Material provided start
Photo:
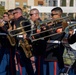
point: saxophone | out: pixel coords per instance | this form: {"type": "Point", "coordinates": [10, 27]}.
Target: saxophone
{"type": "Point", "coordinates": [10, 38]}
{"type": "Point", "coordinates": [25, 45]}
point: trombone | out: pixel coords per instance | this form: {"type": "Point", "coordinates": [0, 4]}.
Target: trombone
{"type": "Point", "coordinates": [45, 22]}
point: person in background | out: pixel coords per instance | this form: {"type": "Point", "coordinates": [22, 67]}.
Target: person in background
{"type": "Point", "coordinates": [23, 64]}
{"type": "Point", "coordinates": [39, 46]}
{"type": "Point", "coordinates": [5, 46]}
{"type": "Point", "coordinates": [54, 51]}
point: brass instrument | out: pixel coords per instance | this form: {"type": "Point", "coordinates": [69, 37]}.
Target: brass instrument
{"type": "Point", "coordinates": [10, 38]}
{"type": "Point", "coordinates": [71, 26]}
{"type": "Point", "coordinates": [54, 21]}
{"type": "Point", "coordinates": [25, 45]}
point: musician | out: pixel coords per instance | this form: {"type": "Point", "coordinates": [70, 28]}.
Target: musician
{"type": "Point", "coordinates": [23, 64]}
{"type": "Point", "coordinates": [54, 51]}
{"type": "Point", "coordinates": [12, 48]}
{"type": "Point", "coordinates": [71, 40]}
{"type": "Point", "coordinates": [5, 46]}
{"type": "Point", "coordinates": [40, 45]}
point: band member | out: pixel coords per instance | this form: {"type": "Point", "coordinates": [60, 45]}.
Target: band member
{"type": "Point", "coordinates": [54, 51]}
{"type": "Point", "coordinates": [5, 46]}
{"type": "Point", "coordinates": [40, 45]}
{"type": "Point", "coordinates": [12, 47]}
{"type": "Point", "coordinates": [23, 64]}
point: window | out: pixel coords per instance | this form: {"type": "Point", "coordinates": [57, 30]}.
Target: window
{"type": "Point", "coordinates": [17, 4]}
{"type": "Point", "coordinates": [24, 4]}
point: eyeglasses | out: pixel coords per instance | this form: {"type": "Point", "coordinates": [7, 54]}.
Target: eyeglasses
{"type": "Point", "coordinates": [10, 14]}
{"type": "Point", "coordinates": [5, 16]}
{"type": "Point", "coordinates": [15, 13]}
{"type": "Point", "coordinates": [53, 14]}
{"type": "Point", "coordinates": [30, 14]}
{"type": "Point", "coordinates": [33, 14]}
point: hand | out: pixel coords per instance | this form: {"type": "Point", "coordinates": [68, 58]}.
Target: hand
{"type": "Point", "coordinates": [32, 59]}
{"type": "Point", "coordinates": [24, 36]}
{"type": "Point", "coordinates": [38, 30]}
{"type": "Point", "coordinates": [71, 32]}
{"type": "Point", "coordinates": [59, 30]}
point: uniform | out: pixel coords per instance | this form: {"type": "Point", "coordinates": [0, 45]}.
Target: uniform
{"type": "Point", "coordinates": [54, 51]}
{"type": "Point", "coordinates": [24, 62]}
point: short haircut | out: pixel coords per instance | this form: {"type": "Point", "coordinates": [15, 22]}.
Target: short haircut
{"type": "Point", "coordinates": [57, 9]}
{"type": "Point", "coordinates": [6, 13]}
{"type": "Point", "coordinates": [35, 9]}
{"type": "Point", "coordinates": [11, 10]}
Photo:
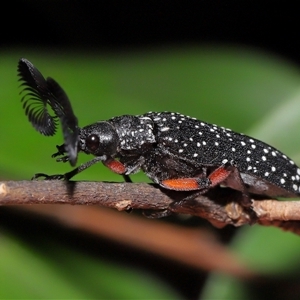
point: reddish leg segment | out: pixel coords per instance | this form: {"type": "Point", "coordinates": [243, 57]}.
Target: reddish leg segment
{"type": "Point", "coordinates": [198, 183]}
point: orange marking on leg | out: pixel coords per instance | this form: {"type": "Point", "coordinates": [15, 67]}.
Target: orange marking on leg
{"type": "Point", "coordinates": [218, 176]}
{"type": "Point", "coordinates": [181, 184]}
{"type": "Point", "coordinates": [115, 166]}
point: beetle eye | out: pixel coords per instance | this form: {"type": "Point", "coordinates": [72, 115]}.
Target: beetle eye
{"type": "Point", "coordinates": [92, 142]}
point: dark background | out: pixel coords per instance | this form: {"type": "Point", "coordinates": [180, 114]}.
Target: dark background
{"type": "Point", "coordinates": [129, 25]}
{"type": "Point", "coordinates": [119, 25]}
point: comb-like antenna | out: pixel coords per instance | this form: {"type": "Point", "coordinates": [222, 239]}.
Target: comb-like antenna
{"type": "Point", "coordinates": [39, 93]}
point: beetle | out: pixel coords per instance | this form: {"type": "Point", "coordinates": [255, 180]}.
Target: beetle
{"type": "Point", "coordinates": [177, 152]}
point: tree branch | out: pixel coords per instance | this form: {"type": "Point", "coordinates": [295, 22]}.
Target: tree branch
{"type": "Point", "coordinates": [219, 206]}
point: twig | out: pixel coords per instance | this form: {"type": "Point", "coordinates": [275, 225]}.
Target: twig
{"type": "Point", "coordinates": [219, 206]}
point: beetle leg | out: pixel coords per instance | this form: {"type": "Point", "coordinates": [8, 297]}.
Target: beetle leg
Material provided end
§ **Exercise details**
Without the pictures, return the entries exactly as they appear.

§ **Complete response**
Photo:
point: saxophone | out: pixel coords per instance | this form: {"type": "Point", "coordinates": [10, 27]}.
Target: saxophone
{"type": "Point", "coordinates": [10, 38]}
{"type": "Point", "coordinates": [25, 45]}
point: trombone | out: pixel coords per instance | this form: {"type": "Point", "coordinates": [0, 4]}.
Target: trombone
{"type": "Point", "coordinates": [45, 22]}
point: person in background | out: pixel coords per instance | this form: {"type": "Point", "coordinates": [22, 67]}.
Target: person in background
{"type": "Point", "coordinates": [23, 64]}
{"type": "Point", "coordinates": [39, 46]}
{"type": "Point", "coordinates": [5, 46]}
{"type": "Point", "coordinates": [54, 51]}
point: brass instrument | out: pixel coords per instance | this form: {"type": "Point", "coordinates": [69, 37]}.
Target: brass instrument
{"type": "Point", "coordinates": [10, 38]}
{"type": "Point", "coordinates": [71, 26]}
{"type": "Point", "coordinates": [54, 21]}
{"type": "Point", "coordinates": [25, 45]}
point: musician | out: pixel coords per instance | this form: {"type": "Point", "coordinates": [70, 28]}.
Target: musician
{"type": "Point", "coordinates": [23, 64]}
{"type": "Point", "coordinates": [54, 51]}
{"type": "Point", "coordinates": [12, 48]}
{"type": "Point", "coordinates": [71, 40]}
{"type": "Point", "coordinates": [5, 46]}
{"type": "Point", "coordinates": [40, 45]}
point: band member | out: pixel coords per instance | this form: {"type": "Point", "coordinates": [60, 45]}.
Target: band member
{"type": "Point", "coordinates": [54, 51]}
{"type": "Point", "coordinates": [5, 46]}
{"type": "Point", "coordinates": [40, 45]}
{"type": "Point", "coordinates": [12, 47]}
{"type": "Point", "coordinates": [23, 64]}
point: window | out: pixel coords per instance | this form: {"type": "Point", "coordinates": [57, 30]}.
Target: window
{"type": "Point", "coordinates": [17, 4]}
{"type": "Point", "coordinates": [24, 4]}
point: eyeglasses | out: pixel coords per instance | this form: {"type": "Point", "coordinates": [7, 54]}.
Target: eyeglasses
{"type": "Point", "coordinates": [10, 14]}
{"type": "Point", "coordinates": [5, 16]}
{"type": "Point", "coordinates": [15, 13]}
{"type": "Point", "coordinates": [53, 14]}
{"type": "Point", "coordinates": [30, 14]}
{"type": "Point", "coordinates": [33, 14]}
point: hand | out: pixel coords per instance | this form: {"type": "Point", "coordinates": [68, 58]}.
Target: hand
{"type": "Point", "coordinates": [32, 59]}
{"type": "Point", "coordinates": [24, 36]}
{"type": "Point", "coordinates": [38, 30]}
{"type": "Point", "coordinates": [71, 32]}
{"type": "Point", "coordinates": [59, 30]}
point: uniform | out: pixel coords per instance | this form: {"type": "Point", "coordinates": [0, 45]}.
Target: uniform
{"type": "Point", "coordinates": [54, 51]}
{"type": "Point", "coordinates": [24, 62]}
point: short haircut | out: pixel coords per instance | this form: {"type": "Point", "coordinates": [15, 22]}.
Target: short haircut
{"type": "Point", "coordinates": [57, 9]}
{"type": "Point", "coordinates": [6, 13]}
{"type": "Point", "coordinates": [35, 9]}
{"type": "Point", "coordinates": [11, 10]}
Photo:
point: reddish leg segment | out: pixel coords per instance | this form: {"type": "Point", "coordinates": [243, 57]}.
Target: reddish leg segment
{"type": "Point", "coordinates": [198, 183]}
point: orange marking on leg | out: pixel coords per instance | this form: {"type": "Point", "coordinates": [15, 67]}.
Target: orange marking on leg
{"type": "Point", "coordinates": [218, 176]}
{"type": "Point", "coordinates": [181, 184]}
{"type": "Point", "coordinates": [115, 166]}
point: beetle eye | out: pixel coords per instance | this form: {"type": "Point", "coordinates": [72, 115]}.
Target: beetle eye
{"type": "Point", "coordinates": [92, 142]}
point: dark background | out: pixel coords per instance | this form: {"type": "Point", "coordinates": [180, 114]}.
Target: dark background
{"type": "Point", "coordinates": [129, 25]}
{"type": "Point", "coordinates": [119, 25]}
point: comb-like antenna | out: pixel coords per instance | this form: {"type": "Point", "coordinates": [222, 239]}.
Target: comb-like antenna
{"type": "Point", "coordinates": [39, 93]}
point: beetle | out: pixel coords per instance | this form: {"type": "Point", "coordinates": [255, 180]}.
Target: beetle
{"type": "Point", "coordinates": [177, 152]}
point: tree branch | out: pixel coords per instance | this form: {"type": "Point", "coordinates": [295, 22]}.
Target: tree branch
{"type": "Point", "coordinates": [219, 206]}
point: twig | out: pixel coords per instance | this form: {"type": "Point", "coordinates": [275, 225]}.
Target: twig
{"type": "Point", "coordinates": [219, 206]}
point: beetle leg | out: pixel coords per instance | this form: {"type": "Point", "coordinates": [8, 297]}.
Target: beetle leg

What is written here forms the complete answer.